▶ _Your task_: Produce a faithful copy of every record below, without the pictures.

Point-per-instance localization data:
-------

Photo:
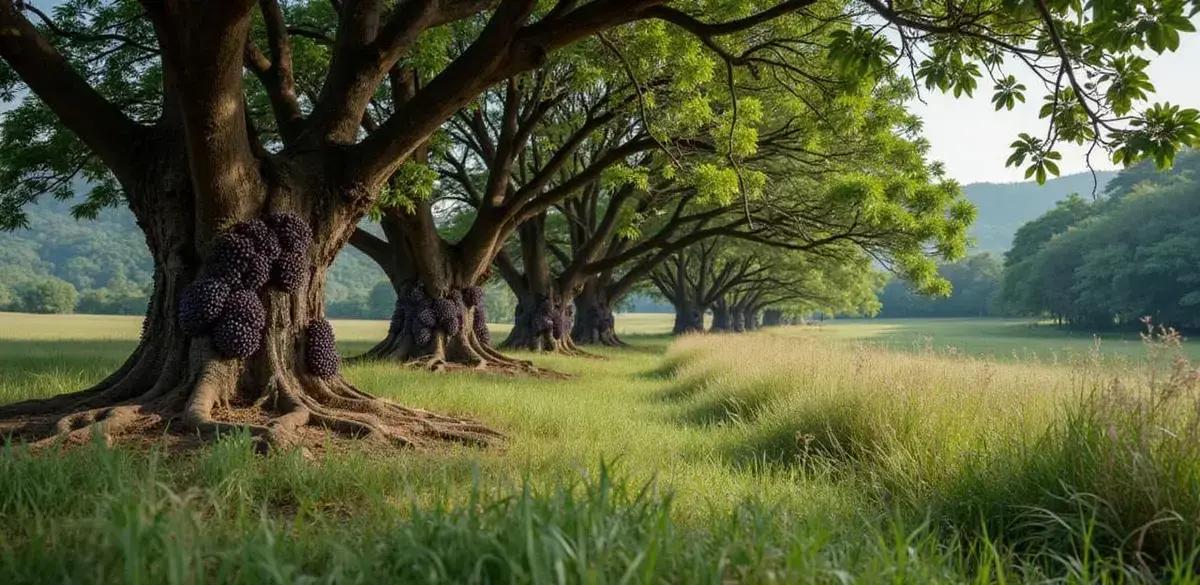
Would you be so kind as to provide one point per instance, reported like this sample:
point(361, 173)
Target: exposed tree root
point(289, 411)
point(465, 351)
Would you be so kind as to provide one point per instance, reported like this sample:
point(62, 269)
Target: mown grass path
point(801, 454)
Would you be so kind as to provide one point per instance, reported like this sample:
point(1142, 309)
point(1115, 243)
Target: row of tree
point(574, 148)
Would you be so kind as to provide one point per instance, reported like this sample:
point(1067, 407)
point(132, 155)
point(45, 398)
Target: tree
point(975, 287)
point(150, 97)
point(47, 295)
point(1125, 258)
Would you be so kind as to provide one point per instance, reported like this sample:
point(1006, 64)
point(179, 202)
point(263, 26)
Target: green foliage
point(1116, 260)
point(975, 290)
point(46, 295)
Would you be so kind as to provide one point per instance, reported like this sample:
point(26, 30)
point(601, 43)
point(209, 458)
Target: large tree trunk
point(544, 315)
point(263, 365)
point(439, 319)
point(723, 318)
point(750, 319)
point(689, 318)
point(594, 319)
point(543, 321)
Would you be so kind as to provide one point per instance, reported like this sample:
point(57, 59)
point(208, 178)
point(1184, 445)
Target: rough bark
point(723, 318)
point(689, 318)
point(439, 320)
point(184, 384)
point(545, 313)
point(750, 319)
point(543, 321)
point(594, 320)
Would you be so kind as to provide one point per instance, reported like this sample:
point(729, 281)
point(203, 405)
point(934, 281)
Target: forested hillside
point(1003, 207)
point(1114, 261)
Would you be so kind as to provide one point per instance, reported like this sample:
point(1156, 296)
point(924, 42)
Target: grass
point(1006, 339)
point(796, 456)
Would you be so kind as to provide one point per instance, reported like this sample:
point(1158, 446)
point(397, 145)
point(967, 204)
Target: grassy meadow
point(851, 452)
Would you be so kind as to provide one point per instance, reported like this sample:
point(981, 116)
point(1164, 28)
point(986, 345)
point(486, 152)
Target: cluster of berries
point(420, 315)
point(322, 355)
point(547, 317)
point(225, 302)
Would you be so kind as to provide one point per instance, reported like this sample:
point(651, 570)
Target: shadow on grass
point(744, 405)
point(829, 438)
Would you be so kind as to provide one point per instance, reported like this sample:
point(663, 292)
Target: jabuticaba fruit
point(426, 318)
point(479, 324)
point(235, 338)
point(201, 305)
point(245, 306)
point(423, 336)
point(294, 234)
point(321, 355)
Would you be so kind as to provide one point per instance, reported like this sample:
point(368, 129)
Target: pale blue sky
point(972, 138)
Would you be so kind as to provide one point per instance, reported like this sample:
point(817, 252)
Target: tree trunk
point(259, 359)
point(544, 315)
point(594, 320)
point(723, 319)
point(689, 318)
point(543, 321)
point(750, 319)
point(439, 319)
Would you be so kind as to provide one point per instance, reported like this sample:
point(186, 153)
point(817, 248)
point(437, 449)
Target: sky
point(971, 138)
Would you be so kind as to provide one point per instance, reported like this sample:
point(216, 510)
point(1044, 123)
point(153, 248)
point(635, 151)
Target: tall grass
point(754, 458)
point(1086, 472)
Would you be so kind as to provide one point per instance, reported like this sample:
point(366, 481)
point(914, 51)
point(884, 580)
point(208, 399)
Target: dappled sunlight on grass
point(791, 454)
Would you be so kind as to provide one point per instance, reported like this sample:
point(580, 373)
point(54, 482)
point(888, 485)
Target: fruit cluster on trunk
point(441, 331)
point(543, 323)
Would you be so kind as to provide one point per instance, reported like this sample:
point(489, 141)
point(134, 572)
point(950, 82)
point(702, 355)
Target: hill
point(1003, 207)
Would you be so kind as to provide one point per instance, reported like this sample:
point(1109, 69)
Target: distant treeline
point(976, 291)
point(1110, 263)
point(1102, 263)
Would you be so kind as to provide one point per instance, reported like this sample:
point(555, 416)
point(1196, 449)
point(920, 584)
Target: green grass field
point(801, 454)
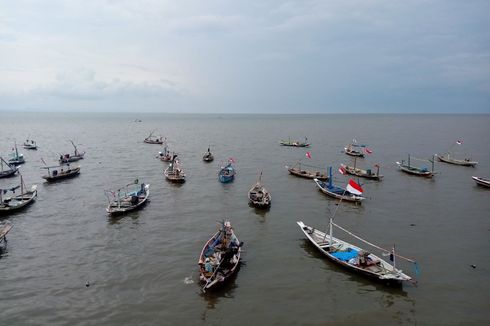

-------

▶ _Output_:
Photo:
Would you be so kind as to provide one point per instance, reported like this sample:
point(361, 173)
Target: exposed tree root
point(289, 411)
point(465, 351)
Would you be so kind as to provide one point per instance, reported like this sample:
point(62, 269)
Target: mown grass path
point(801, 454)
Would you be so kind as to provide one point per instance, reported like this sample:
point(1142, 309)
point(1115, 243)
Target: row of tree
point(574, 148)
Would you be so kind as to provide one point per instance, reported like this sample:
point(1067, 407)
point(132, 155)
point(45, 398)
Target: tree
point(975, 287)
point(150, 97)
point(47, 295)
point(1125, 258)
Would you be so kind as to provide one point per instance, reported like this sample:
point(1006, 64)
point(179, 202)
point(263, 26)
Target: green foliage
point(1116, 260)
point(975, 290)
point(46, 295)
Would you be so kind as to provide one point per instance, reported like this sample:
point(26, 30)
point(601, 43)
point(209, 458)
Target: large tree trunk
point(544, 315)
point(263, 365)
point(439, 319)
point(723, 318)
point(750, 319)
point(689, 318)
point(594, 319)
point(543, 321)
Would you be so kind as to provide one point per instance, reported like this sample:
point(57, 59)
point(208, 178)
point(1184, 445)
Target: rough bark
point(723, 318)
point(689, 318)
point(439, 320)
point(184, 384)
point(545, 313)
point(750, 319)
point(543, 321)
point(594, 320)
Would you be so kind as to provide one point per instance, reported like this sample:
point(729, 281)
point(203, 405)
point(934, 281)
Target: forested hillside
point(1003, 207)
point(1114, 261)
Would you be so kind as to provide one point per instance, reported like this sample:
point(1156, 296)
point(924, 42)
Target: grass
point(1006, 339)
point(796, 456)
Would you be so kind as to provide one point per instance, reported like this sample:
point(1158, 446)
point(397, 145)
point(967, 204)
Target: grassy meadow
point(851, 452)
Would you be so kind as to provide one point per instance, reported like this sample:
point(981, 116)
point(1164, 28)
point(986, 345)
point(486, 152)
Target: cluster of berries
point(420, 315)
point(322, 355)
point(547, 317)
point(225, 302)
Would you be so kind as to provide one point per instance, reported like this sample:
point(651, 570)
Target: shadow on grass
point(744, 405)
point(829, 438)
Would you be so kind as to provide one point per instance, reported like this sample:
point(663, 292)
Target: jabuticaba fruit
point(426, 318)
point(479, 324)
point(235, 338)
point(201, 305)
point(245, 306)
point(423, 336)
point(294, 234)
point(321, 355)
Would you be so kind as to provide one point per instance, reported like this sample:
point(368, 129)
Target: pale blue sky
point(972, 138)
Would you be so kind as to provide one point per instance, reported like this sample:
point(817, 252)
Target: tree trunk
point(259, 359)
point(544, 315)
point(594, 320)
point(723, 319)
point(689, 318)
point(543, 321)
point(750, 319)
point(439, 319)
Would you be so kind as to provide one point per instance, reported like this sample:
point(186, 153)
point(817, 248)
point(437, 449)
Target: sky
point(971, 138)
Would you be so kind as to provide one point per instance, reported like this sample:
point(216, 510)
point(1044, 123)
point(153, 248)
point(635, 151)
Target: tall grass
point(754, 458)
point(1086, 472)
Would you be so kind as to provide one point per instance, reported like this sample:
point(366, 481)
point(914, 51)
point(884, 580)
point(208, 399)
Target: dappled sunlight on grass
point(791, 454)
Would you be so kind as to provide one point per instance, reported like this sample:
point(580, 373)
point(54, 482)
point(888, 485)
Target: fruit cluster on trunk
point(441, 331)
point(543, 323)
Would you be so kind as to provide one point per instance, reported like this sample:
point(489, 141)
point(134, 572)
point(950, 82)
point(702, 355)
Target: hill
point(1003, 207)
Would you be so kind as to provide one point per instance, reported like this sample:
point(1109, 69)
Target: distant treeline
point(976, 291)
point(1110, 263)
point(1102, 263)
Would you be so kind as to provide one point per instance, reported like this sample:
point(555, 416)
point(1196, 449)
point(920, 584)
Target: green grass field
point(801, 454)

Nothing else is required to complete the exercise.